*Try it:*
Reproduce the part of the reading acceleration article below, starting at "To help young" and ending at "past two years.".

*Text passage:*

To help young students read, acceleration beats remediation
Due to the pandemic, many students have fallen behind grade-level expectations. Educators are trying to get students caught up in the most efficient way possible. It may feel like we’re so far behind that we’ll never catch up, but by focusing on teaching students what they’ve missed while continuing on with grade-level material, I believe we can help close the learning gaps created over the past two years.
Despite teachers’ natural inclination to slow down when students are struggling, our district is taking a different approach to literacy. Instead of focusing on remediation, we are diving into acceleration. With the limited district data gathered over the past two years, analysis shows that we can’t slow down in order to get students caught up to grade-level reading. We have to continue on our path forward; otherwise they’ll be catching up until they get their diploma. Here’s how we’re implementing reading acceleration for our students.
Mastery Is Not Bound to Time
Many districts say they’re practicing mastery learning, but they have a traditional grading system where, if a student doesn’t finish their homework, they’ll get a zero. Mastery learning doesn’t align with that process. In a traditional classroom, educators tend to stop and slow down when a student is struggling instead of continuing on. We don’t follow that workflow.

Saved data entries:
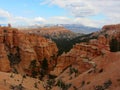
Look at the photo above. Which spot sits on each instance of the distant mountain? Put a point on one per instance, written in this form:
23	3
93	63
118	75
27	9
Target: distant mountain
78	28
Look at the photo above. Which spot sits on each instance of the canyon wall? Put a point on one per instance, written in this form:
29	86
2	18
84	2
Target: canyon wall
19	49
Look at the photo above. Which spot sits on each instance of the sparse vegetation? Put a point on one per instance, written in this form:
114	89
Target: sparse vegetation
62	85
73	70
17	87
105	86
14	58
114	45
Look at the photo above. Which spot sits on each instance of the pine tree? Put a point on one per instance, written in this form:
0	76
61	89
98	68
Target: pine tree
114	45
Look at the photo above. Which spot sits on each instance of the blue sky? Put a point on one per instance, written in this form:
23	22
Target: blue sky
87	12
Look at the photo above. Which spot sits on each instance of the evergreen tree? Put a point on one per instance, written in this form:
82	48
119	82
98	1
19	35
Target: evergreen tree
45	64
114	45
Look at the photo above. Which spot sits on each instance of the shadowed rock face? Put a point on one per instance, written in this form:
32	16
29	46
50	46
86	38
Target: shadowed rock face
18	49
52	32
80	53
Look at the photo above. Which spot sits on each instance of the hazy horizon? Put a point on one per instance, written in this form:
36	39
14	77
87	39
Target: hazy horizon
41	12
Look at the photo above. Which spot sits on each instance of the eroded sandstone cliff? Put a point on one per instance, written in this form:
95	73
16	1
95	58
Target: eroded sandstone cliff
18	49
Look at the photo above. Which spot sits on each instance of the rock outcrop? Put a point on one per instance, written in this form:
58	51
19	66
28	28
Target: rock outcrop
81	54
54	32
19	49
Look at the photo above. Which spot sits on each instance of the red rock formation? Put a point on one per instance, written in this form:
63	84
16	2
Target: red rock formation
80	52
51	32
27	47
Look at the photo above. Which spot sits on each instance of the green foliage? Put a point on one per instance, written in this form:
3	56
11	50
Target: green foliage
105	86
17	87
35	85
65	44
14	58
114	45
44	64
62	85
33	68
73	70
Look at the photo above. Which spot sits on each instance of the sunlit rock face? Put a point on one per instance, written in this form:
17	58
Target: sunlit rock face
19	49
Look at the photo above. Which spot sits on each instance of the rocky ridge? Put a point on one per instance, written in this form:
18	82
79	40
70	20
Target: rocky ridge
19	49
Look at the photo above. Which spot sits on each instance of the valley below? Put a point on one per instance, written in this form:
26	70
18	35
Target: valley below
55	58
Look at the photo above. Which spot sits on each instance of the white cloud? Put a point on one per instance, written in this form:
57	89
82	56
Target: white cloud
83	8
6	17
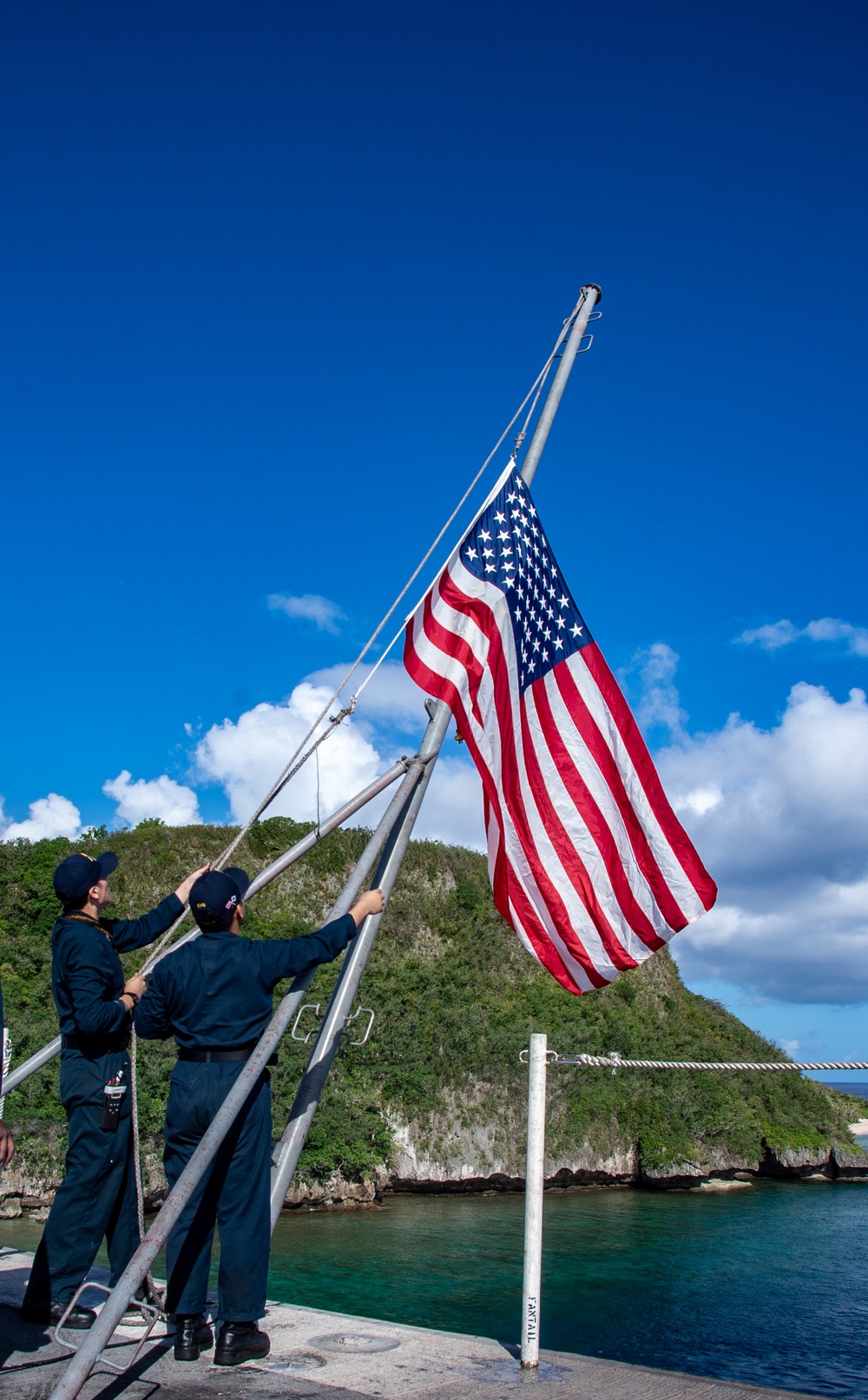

*Result for this exercise:*
To help young students read, acceleration beats remediation
Due to the pandemic, many students have fallen behind grade-level expectations. Educators are trying to get students caught up in the most efficient way possible. It may feel like we’re so far behind that we’ll never catch up, but by focusing on teaching students what they’ve missed while continuing on with grade-level material, I believe we can help close the learning gaps created over the past two years.